▶ _Collected data_
Content starts

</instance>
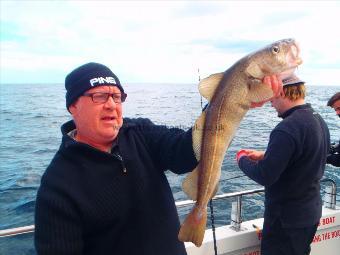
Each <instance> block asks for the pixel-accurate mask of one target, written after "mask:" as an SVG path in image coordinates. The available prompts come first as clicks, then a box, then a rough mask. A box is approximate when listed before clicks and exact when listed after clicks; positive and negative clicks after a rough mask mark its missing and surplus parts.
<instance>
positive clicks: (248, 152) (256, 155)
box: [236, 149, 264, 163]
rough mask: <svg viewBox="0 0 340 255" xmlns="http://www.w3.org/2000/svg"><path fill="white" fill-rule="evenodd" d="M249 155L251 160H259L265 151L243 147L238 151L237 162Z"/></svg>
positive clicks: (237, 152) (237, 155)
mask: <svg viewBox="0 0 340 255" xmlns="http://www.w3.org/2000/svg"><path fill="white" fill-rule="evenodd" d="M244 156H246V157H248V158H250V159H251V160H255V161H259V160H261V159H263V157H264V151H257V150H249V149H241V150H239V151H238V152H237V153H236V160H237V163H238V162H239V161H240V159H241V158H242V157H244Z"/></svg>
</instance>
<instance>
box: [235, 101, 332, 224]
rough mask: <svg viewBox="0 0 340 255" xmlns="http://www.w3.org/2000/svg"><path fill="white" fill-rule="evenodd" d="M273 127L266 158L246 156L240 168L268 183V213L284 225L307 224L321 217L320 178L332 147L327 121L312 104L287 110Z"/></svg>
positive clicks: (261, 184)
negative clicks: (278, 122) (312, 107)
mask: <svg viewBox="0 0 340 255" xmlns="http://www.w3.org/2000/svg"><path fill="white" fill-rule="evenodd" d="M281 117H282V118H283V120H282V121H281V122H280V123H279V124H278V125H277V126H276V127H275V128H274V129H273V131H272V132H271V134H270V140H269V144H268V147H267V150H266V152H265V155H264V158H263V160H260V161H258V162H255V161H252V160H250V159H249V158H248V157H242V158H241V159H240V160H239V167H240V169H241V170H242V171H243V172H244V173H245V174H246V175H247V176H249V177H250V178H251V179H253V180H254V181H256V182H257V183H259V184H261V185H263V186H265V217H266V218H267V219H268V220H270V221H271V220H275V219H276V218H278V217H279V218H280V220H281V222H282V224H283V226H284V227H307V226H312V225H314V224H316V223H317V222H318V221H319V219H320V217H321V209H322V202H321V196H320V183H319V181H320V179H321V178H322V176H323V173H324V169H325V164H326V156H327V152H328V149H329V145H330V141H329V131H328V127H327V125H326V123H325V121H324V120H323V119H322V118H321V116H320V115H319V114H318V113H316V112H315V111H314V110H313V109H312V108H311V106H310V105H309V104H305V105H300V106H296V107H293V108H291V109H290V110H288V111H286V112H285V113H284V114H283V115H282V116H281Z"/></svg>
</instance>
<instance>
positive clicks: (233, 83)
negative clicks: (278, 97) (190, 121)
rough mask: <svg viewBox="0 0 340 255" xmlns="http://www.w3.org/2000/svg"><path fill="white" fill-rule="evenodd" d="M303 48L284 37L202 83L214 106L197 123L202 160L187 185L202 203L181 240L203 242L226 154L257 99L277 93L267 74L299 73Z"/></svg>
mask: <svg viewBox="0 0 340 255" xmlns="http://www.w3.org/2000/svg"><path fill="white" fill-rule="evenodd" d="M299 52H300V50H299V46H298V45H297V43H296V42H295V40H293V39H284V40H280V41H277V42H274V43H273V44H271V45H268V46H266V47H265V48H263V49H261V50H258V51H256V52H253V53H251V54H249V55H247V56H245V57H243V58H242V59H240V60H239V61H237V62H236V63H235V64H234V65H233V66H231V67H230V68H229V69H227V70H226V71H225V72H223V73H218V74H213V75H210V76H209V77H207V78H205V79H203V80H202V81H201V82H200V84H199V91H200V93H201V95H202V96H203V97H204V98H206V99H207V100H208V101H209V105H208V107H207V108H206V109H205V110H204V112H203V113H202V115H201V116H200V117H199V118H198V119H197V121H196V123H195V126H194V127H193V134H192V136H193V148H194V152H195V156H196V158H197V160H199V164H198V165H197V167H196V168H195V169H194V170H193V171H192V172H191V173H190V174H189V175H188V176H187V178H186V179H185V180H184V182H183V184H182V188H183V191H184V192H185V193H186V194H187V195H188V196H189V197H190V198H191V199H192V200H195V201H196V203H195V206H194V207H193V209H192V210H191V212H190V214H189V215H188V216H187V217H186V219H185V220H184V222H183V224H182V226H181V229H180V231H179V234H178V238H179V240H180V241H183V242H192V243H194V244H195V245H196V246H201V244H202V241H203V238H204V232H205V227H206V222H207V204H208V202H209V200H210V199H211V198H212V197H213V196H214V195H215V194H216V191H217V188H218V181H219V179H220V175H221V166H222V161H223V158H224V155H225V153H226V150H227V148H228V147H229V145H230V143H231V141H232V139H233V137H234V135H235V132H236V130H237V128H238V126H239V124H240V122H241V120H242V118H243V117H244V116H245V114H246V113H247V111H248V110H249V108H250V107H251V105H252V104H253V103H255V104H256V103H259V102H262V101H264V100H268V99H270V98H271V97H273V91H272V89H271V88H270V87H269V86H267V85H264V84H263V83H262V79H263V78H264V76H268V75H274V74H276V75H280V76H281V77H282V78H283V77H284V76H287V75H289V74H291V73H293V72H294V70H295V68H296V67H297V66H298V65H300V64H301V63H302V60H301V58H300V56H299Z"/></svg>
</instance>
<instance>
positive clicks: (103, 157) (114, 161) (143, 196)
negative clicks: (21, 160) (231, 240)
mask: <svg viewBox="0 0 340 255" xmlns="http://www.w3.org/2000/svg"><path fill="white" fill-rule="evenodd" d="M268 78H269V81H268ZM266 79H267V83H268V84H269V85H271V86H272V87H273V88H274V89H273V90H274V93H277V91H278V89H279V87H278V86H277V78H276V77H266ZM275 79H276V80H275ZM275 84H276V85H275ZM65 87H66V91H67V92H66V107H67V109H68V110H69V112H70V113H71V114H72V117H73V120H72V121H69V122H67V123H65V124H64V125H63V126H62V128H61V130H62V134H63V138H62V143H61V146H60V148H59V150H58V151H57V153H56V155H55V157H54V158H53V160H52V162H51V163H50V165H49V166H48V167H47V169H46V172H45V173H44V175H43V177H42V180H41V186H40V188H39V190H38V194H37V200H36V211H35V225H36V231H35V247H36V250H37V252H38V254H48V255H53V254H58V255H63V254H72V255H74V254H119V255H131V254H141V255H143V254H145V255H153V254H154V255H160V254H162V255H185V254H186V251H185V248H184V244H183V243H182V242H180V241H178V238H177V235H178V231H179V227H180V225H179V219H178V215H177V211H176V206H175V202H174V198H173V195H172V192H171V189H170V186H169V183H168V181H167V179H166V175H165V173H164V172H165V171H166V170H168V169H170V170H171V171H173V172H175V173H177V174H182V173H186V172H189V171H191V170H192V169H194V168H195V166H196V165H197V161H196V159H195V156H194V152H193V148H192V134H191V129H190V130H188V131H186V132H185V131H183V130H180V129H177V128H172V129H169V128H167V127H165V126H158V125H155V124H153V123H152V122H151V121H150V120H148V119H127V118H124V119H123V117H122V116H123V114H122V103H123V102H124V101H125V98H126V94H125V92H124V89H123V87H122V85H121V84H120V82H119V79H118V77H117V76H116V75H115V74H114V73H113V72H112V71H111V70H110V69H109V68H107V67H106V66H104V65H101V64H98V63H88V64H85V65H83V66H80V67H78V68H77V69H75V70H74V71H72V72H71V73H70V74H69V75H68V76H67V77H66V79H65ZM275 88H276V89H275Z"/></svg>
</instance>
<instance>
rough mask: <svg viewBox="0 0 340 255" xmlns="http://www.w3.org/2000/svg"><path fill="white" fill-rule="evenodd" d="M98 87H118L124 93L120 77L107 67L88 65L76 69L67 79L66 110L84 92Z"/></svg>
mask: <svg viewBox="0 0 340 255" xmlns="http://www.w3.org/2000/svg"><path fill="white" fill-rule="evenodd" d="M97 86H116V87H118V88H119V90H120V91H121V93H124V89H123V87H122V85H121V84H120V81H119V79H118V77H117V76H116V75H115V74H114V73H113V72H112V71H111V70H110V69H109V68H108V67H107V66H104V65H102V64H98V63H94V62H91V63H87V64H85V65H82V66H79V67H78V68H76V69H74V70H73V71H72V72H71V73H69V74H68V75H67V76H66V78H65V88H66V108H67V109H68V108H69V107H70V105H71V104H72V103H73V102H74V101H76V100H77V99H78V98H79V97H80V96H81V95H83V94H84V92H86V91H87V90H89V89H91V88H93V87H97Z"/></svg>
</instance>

Content ends

▶ _PROBLEM_
Working from the records above, write out verbatim only the lines from the line containing "positive clicks: (237, 152) (237, 155)" through the line containing "positive clicks: (261, 184)".

▶ _THE COMPLETED TASK_
positive clicks: (237, 152) (237, 155)
mask: <svg viewBox="0 0 340 255" xmlns="http://www.w3.org/2000/svg"><path fill="white" fill-rule="evenodd" d="M244 156H246V157H248V158H250V159H251V160H255V161H259V160H261V159H263V157H264V151H257V150H249V149H241V150H239V151H238V152H237V153H236V160H237V163H238V162H239V161H240V159H241V158H242V157H244Z"/></svg>
</instance>
<instance>
box: [235, 101, 332, 224]
rough mask: <svg viewBox="0 0 340 255" xmlns="http://www.w3.org/2000/svg"><path fill="white" fill-rule="evenodd" d="M273 127L266 158L246 156L240 168L268 183V213L284 225L307 224L321 217L320 178L332 147L327 121L312 104L287 110Z"/></svg>
positive clicks: (261, 184)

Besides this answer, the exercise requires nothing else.